[Records from a data collection]
►

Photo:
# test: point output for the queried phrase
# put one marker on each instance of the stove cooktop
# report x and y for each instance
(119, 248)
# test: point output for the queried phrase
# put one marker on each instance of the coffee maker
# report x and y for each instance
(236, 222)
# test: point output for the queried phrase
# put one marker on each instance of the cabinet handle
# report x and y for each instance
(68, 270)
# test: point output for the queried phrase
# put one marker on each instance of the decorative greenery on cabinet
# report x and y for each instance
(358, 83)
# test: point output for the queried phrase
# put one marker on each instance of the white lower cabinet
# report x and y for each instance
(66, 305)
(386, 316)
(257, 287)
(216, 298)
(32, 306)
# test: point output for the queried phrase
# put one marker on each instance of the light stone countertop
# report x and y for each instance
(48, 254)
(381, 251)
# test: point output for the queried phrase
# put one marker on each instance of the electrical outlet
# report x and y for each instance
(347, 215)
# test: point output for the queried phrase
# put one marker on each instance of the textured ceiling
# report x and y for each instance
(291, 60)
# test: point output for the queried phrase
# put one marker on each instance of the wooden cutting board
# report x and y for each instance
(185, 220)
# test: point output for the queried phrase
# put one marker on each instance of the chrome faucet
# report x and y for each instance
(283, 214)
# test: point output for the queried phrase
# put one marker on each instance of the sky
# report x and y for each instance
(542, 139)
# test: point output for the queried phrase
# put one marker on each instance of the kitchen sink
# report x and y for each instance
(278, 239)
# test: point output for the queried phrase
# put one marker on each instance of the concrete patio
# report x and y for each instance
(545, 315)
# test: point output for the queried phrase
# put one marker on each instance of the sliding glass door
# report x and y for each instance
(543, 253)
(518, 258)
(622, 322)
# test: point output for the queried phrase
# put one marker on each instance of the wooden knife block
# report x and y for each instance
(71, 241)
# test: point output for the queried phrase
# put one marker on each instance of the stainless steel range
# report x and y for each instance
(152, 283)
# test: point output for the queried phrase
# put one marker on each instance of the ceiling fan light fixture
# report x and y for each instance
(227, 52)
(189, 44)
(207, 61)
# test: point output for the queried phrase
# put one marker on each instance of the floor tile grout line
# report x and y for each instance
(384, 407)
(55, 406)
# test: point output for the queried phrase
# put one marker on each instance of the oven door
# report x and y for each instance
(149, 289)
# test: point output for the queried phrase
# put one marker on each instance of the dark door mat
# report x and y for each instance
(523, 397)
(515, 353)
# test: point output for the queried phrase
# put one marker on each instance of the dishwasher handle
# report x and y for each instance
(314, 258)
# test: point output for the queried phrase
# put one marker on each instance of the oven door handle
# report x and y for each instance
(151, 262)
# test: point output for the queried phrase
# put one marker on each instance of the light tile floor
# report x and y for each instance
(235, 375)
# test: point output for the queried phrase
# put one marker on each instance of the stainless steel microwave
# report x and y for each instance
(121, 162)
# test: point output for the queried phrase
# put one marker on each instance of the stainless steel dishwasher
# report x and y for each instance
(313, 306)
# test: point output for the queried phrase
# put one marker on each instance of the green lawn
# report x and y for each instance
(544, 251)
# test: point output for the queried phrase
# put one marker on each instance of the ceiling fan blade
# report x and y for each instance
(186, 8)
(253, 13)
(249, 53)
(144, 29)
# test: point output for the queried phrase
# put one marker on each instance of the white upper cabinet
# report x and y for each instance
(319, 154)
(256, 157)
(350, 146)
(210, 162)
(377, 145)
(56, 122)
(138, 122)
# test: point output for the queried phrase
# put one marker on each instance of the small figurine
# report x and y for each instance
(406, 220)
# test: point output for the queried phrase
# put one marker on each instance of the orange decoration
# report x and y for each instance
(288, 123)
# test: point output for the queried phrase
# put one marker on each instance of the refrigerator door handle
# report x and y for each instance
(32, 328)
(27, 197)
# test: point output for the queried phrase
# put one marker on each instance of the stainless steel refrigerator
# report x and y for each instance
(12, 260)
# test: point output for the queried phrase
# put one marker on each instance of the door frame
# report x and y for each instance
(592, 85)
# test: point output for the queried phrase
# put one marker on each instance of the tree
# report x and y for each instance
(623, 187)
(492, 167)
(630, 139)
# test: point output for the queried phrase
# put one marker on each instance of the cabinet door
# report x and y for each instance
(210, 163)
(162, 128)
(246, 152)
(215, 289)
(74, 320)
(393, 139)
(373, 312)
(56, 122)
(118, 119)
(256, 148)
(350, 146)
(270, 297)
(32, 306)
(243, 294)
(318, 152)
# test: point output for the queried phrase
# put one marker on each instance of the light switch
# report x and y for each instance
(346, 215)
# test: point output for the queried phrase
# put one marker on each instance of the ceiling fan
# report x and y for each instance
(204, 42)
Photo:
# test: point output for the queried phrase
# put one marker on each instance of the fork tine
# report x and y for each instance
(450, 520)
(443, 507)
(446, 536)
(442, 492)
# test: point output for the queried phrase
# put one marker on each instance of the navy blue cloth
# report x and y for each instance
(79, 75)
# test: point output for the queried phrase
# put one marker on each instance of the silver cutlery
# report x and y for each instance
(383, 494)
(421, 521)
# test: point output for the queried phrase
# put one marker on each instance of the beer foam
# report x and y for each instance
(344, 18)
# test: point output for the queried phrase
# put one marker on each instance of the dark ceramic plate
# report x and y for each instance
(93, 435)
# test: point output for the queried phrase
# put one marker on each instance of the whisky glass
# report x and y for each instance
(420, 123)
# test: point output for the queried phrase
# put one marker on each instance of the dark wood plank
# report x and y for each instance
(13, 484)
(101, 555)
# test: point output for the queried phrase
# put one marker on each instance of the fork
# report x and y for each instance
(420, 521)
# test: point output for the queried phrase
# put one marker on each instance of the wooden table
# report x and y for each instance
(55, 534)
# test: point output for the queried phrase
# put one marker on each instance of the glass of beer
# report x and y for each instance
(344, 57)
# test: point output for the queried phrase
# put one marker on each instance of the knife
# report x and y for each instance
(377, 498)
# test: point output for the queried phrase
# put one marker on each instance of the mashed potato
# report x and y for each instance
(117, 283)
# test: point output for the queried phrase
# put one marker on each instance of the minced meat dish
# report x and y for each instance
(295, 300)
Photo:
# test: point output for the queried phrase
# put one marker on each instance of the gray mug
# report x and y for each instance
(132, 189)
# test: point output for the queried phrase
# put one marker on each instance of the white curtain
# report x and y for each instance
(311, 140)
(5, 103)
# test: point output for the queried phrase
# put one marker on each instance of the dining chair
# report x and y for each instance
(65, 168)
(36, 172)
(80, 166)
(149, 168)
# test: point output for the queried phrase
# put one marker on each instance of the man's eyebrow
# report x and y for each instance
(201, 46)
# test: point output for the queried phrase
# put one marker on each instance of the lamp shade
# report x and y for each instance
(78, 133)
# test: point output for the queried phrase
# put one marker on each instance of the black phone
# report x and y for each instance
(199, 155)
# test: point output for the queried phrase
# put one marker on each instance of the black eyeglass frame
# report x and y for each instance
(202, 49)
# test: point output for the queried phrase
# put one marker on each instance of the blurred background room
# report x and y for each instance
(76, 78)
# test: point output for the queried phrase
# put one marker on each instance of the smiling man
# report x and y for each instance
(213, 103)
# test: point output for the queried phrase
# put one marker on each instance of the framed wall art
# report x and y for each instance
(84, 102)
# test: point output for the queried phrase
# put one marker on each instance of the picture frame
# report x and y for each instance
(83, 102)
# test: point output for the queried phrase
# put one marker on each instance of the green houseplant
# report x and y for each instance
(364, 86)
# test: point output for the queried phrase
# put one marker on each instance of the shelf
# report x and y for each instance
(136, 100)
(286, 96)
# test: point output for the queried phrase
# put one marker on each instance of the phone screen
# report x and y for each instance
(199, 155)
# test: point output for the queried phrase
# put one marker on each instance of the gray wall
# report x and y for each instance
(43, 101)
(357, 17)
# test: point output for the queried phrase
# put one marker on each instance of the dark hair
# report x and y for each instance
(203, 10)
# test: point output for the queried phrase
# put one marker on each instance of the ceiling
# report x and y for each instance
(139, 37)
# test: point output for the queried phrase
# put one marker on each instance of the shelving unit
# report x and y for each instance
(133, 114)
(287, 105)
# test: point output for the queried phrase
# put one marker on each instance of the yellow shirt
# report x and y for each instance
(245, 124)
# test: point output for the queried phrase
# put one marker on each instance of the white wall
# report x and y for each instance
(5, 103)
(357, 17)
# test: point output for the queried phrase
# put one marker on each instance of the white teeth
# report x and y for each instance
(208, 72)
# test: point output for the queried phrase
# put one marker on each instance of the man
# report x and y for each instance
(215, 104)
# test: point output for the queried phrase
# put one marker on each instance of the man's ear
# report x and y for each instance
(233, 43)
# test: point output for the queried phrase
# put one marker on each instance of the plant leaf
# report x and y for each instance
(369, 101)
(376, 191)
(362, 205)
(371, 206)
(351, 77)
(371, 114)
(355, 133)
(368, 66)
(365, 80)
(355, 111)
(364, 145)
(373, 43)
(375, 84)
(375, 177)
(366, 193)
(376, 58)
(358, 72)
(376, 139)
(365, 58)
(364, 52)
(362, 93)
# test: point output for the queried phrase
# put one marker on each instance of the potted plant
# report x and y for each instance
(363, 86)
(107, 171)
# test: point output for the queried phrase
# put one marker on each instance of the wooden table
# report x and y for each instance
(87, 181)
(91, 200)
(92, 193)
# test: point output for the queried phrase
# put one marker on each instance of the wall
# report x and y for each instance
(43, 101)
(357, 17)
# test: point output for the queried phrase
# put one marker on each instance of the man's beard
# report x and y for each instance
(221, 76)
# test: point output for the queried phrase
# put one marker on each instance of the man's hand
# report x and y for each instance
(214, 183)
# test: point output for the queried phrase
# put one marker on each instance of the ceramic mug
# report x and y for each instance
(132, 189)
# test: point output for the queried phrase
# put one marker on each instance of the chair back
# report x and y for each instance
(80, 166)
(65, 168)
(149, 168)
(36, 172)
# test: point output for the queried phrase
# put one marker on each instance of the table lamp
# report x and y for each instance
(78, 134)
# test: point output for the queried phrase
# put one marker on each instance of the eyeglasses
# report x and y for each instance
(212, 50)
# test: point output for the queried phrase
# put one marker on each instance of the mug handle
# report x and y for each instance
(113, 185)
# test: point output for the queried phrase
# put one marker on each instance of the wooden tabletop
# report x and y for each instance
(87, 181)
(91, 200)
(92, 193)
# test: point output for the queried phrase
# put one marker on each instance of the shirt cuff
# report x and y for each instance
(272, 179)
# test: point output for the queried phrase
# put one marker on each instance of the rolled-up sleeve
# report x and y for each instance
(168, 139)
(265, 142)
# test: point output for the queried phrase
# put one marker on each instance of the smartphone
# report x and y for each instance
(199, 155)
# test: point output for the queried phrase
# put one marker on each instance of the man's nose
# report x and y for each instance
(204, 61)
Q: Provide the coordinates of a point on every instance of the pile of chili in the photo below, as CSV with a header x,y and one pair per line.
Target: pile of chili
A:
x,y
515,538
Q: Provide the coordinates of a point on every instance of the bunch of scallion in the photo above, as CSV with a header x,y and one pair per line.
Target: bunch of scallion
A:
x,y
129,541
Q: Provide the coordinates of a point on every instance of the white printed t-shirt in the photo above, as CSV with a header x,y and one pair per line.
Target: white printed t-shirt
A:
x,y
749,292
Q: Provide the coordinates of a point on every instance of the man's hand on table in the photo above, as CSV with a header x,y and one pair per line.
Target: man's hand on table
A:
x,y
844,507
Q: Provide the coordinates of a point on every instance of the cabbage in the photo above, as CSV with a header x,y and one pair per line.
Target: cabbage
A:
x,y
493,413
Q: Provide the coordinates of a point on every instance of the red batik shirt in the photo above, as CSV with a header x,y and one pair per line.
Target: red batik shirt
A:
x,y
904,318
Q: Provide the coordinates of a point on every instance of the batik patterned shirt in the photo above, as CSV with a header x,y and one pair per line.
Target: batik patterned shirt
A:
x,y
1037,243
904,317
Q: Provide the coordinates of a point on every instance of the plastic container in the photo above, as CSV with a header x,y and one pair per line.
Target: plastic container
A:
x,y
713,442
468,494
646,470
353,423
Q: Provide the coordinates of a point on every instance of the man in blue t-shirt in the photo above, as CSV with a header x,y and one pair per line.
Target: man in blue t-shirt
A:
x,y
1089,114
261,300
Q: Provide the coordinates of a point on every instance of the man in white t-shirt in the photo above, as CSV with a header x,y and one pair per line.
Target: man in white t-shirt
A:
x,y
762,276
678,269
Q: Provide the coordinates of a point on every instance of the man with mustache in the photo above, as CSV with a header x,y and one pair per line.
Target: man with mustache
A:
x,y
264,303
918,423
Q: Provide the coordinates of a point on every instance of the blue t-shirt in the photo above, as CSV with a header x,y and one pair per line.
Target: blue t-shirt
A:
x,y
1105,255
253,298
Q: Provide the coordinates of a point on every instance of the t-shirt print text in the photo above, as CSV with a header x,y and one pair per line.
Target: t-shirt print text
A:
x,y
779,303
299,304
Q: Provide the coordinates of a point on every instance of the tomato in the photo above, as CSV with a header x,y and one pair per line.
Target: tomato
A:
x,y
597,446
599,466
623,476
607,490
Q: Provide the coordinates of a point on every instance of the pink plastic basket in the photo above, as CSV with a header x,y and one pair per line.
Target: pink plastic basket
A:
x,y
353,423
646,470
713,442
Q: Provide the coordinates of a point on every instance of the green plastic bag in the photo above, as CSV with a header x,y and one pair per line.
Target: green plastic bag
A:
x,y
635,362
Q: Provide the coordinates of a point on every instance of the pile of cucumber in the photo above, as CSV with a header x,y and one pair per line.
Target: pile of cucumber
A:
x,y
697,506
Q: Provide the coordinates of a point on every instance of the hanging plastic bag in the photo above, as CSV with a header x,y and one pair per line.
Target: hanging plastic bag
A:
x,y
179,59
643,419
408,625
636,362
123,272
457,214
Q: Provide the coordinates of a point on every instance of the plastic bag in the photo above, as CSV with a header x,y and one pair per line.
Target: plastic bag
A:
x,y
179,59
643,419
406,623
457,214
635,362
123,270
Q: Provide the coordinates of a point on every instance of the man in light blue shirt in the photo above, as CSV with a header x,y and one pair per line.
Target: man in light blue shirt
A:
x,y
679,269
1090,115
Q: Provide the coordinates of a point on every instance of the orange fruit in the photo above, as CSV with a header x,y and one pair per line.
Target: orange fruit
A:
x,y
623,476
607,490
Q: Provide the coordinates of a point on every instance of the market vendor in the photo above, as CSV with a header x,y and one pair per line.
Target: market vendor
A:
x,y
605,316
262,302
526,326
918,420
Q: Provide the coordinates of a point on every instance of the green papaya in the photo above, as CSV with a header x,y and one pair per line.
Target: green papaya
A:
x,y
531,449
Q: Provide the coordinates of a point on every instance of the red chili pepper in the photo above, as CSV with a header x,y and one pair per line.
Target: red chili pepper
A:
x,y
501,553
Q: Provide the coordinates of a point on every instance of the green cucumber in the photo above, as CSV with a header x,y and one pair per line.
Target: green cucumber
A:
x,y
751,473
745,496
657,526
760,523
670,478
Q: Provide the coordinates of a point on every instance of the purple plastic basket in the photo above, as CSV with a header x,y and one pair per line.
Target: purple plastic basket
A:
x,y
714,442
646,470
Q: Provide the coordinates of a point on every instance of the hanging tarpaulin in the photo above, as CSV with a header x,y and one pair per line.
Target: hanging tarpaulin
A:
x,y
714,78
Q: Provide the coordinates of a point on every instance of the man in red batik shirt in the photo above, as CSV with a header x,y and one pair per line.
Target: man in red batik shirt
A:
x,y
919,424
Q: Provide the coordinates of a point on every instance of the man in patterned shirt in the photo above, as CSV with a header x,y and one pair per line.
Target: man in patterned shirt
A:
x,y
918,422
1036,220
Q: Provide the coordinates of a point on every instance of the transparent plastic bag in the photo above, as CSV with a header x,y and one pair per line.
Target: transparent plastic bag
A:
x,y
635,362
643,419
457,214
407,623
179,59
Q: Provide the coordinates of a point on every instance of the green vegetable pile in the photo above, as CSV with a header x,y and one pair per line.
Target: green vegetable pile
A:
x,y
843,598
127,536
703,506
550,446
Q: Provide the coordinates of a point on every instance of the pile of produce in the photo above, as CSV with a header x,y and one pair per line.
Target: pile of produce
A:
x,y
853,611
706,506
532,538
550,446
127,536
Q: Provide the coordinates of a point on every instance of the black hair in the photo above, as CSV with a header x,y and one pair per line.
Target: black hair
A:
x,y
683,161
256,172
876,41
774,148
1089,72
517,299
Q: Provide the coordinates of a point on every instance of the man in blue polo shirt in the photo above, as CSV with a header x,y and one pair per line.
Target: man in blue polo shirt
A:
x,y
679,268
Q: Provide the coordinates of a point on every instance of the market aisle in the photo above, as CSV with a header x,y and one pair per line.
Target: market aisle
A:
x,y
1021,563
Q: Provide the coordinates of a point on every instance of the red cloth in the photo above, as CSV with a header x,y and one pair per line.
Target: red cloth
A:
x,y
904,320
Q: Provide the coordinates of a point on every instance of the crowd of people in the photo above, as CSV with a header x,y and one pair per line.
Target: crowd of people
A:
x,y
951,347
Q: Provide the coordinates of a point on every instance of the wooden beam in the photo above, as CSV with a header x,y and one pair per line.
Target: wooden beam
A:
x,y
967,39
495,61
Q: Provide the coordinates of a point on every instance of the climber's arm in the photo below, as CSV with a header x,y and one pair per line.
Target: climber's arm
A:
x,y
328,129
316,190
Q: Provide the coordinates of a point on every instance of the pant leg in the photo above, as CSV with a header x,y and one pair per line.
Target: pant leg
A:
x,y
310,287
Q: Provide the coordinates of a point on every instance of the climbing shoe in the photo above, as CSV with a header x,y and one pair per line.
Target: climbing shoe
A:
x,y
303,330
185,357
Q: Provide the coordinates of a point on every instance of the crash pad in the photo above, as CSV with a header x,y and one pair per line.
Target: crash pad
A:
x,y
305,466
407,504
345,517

◄

— Problem details —
Copy every line of the entries in which "polo" can be found.

— Problem solution —
Q: Provide the coordinates of a point on every instance of the man in blue polo shirt in the photo above, as CSV with a header x,y and one pair per line.
Target: man in blue polo shirt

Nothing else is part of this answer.